[SUPPLIED DATA]:

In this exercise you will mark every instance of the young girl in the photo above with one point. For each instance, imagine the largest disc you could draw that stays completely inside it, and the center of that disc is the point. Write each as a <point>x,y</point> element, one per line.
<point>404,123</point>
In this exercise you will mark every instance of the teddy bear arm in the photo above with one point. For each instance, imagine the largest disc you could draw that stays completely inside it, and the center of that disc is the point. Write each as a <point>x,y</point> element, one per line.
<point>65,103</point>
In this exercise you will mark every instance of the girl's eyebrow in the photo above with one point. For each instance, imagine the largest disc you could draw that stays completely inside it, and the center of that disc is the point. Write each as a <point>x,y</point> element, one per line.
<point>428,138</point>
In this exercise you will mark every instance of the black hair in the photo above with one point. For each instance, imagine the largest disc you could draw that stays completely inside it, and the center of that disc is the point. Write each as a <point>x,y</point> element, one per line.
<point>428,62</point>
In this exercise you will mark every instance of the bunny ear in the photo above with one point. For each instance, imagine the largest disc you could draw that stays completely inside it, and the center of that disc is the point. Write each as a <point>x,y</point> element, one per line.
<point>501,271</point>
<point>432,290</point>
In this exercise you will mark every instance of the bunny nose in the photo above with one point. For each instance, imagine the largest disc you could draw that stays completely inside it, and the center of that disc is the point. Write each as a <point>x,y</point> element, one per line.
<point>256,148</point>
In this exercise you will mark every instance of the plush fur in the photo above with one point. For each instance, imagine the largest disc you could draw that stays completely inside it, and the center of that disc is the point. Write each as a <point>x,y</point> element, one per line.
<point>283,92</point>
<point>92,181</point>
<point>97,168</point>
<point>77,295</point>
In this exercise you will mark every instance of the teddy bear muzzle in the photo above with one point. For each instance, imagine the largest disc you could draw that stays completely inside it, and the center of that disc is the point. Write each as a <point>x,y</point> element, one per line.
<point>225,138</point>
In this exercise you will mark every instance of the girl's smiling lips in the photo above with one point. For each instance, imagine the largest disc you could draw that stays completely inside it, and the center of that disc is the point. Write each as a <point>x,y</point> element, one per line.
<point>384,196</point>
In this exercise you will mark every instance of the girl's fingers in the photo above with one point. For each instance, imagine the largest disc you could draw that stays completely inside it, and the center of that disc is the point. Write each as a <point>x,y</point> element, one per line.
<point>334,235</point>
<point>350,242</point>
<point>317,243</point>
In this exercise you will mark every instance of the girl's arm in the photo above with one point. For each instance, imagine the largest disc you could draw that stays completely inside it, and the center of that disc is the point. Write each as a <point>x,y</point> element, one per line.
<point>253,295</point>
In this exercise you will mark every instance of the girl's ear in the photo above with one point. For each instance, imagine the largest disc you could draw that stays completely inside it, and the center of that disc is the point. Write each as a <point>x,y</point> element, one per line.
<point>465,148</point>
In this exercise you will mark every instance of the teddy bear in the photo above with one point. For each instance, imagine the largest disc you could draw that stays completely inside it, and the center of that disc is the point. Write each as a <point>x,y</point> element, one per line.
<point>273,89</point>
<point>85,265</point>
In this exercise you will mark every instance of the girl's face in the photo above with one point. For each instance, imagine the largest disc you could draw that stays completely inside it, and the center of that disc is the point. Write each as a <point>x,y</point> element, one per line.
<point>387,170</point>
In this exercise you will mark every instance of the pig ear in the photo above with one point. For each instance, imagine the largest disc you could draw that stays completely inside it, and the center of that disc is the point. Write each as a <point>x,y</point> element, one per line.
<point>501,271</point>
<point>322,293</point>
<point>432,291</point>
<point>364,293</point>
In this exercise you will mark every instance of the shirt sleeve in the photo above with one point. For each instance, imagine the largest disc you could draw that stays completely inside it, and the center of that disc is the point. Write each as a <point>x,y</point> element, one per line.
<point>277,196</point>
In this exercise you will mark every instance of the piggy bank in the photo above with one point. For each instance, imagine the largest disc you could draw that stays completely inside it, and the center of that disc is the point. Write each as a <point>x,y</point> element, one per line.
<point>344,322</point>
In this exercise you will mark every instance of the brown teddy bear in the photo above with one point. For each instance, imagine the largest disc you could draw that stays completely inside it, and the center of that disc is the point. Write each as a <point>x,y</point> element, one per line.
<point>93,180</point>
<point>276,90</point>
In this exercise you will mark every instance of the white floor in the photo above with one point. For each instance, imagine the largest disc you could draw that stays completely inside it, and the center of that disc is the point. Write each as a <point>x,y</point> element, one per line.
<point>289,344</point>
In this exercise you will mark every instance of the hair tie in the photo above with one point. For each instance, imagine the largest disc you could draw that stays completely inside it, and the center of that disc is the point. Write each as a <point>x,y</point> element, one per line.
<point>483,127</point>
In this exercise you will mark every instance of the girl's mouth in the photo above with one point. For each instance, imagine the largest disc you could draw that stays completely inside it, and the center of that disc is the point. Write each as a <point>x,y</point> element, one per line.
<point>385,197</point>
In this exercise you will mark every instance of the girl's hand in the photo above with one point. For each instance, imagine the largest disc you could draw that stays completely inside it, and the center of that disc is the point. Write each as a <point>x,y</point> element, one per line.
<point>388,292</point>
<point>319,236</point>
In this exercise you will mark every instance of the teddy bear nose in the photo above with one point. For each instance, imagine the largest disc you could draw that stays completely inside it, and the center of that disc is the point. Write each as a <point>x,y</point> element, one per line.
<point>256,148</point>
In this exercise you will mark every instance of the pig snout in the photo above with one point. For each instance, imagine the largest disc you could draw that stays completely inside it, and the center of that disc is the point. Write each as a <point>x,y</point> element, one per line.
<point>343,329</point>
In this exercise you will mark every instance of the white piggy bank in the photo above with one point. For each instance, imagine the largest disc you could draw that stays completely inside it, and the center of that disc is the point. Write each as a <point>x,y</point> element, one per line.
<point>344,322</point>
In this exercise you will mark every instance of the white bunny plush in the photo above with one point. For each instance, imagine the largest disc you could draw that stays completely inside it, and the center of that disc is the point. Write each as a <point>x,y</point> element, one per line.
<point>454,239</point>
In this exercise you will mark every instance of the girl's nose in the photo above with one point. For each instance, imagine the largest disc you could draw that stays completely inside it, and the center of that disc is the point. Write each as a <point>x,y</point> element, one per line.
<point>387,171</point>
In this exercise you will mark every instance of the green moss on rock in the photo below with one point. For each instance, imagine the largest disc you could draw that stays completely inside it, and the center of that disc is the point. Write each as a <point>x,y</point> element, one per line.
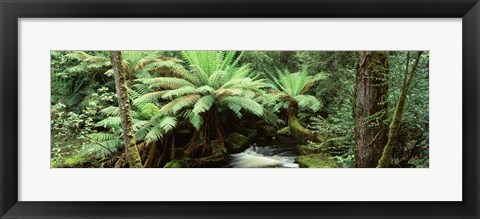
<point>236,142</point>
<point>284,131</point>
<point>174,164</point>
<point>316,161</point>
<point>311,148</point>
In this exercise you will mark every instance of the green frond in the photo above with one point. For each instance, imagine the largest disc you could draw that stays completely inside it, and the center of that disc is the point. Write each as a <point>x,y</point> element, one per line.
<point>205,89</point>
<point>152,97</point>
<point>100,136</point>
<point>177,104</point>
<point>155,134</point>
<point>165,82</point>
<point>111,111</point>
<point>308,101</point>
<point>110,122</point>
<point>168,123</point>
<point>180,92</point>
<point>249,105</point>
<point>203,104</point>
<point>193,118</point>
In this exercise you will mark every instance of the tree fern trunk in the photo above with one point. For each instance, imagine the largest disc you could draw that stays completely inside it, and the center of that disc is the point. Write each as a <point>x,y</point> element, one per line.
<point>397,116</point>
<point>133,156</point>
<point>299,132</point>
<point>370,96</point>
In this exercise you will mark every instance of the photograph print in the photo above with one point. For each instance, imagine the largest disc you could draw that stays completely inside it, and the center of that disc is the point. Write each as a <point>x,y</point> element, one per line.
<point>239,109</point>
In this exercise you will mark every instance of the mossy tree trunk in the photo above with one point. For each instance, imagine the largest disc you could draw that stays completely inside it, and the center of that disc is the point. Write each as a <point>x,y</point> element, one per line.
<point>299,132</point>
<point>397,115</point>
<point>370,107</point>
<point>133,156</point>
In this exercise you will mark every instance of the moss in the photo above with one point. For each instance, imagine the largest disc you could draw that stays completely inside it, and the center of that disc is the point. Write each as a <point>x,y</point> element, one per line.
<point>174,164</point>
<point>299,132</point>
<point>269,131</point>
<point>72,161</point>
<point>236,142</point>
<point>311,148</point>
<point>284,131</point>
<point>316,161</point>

[EXERCISE PROMPT]:
The line containing "In this exercise you will mark every instance of the photograph" and each line after it through the end of the listing above must be printed exactly, with nothing added.

[WRITTEN SOLUTION]:
In this exercise you will mark every instance of the photograph print in the photo above with one point. For each instance, imagine the largest disc you could draw that stays completely inside it, and the center of that disc is the point. Write each as a <point>x,y</point> element, one per line.
<point>239,109</point>
In this exercise you will mark every instance of the mossy tree trunk in the photo above with one point. For each instance, imagine the largest disc you could draw that stays completely inside it, and the center of that disc is the point. Write each as a <point>x,y</point> element, one per line.
<point>299,132</point>
<point>397,115</point>
<point>370,107</point>
<point>133,156</point>
In this exercise you will mark every instance of the moss in the photo above with one point. For each instance, imagine the largest disc you could draw that stays completely inside it, and the center of that disc is the point. Write each as a <point>x,y</point> element, one per line.
<point>174,164</point>
<point>299,132</point>
<point>269,131</point>
<point>72,161</point>
<point>236,142</point>
<point>311,148</point>
<point>284,131</point>
<point>316,161</point>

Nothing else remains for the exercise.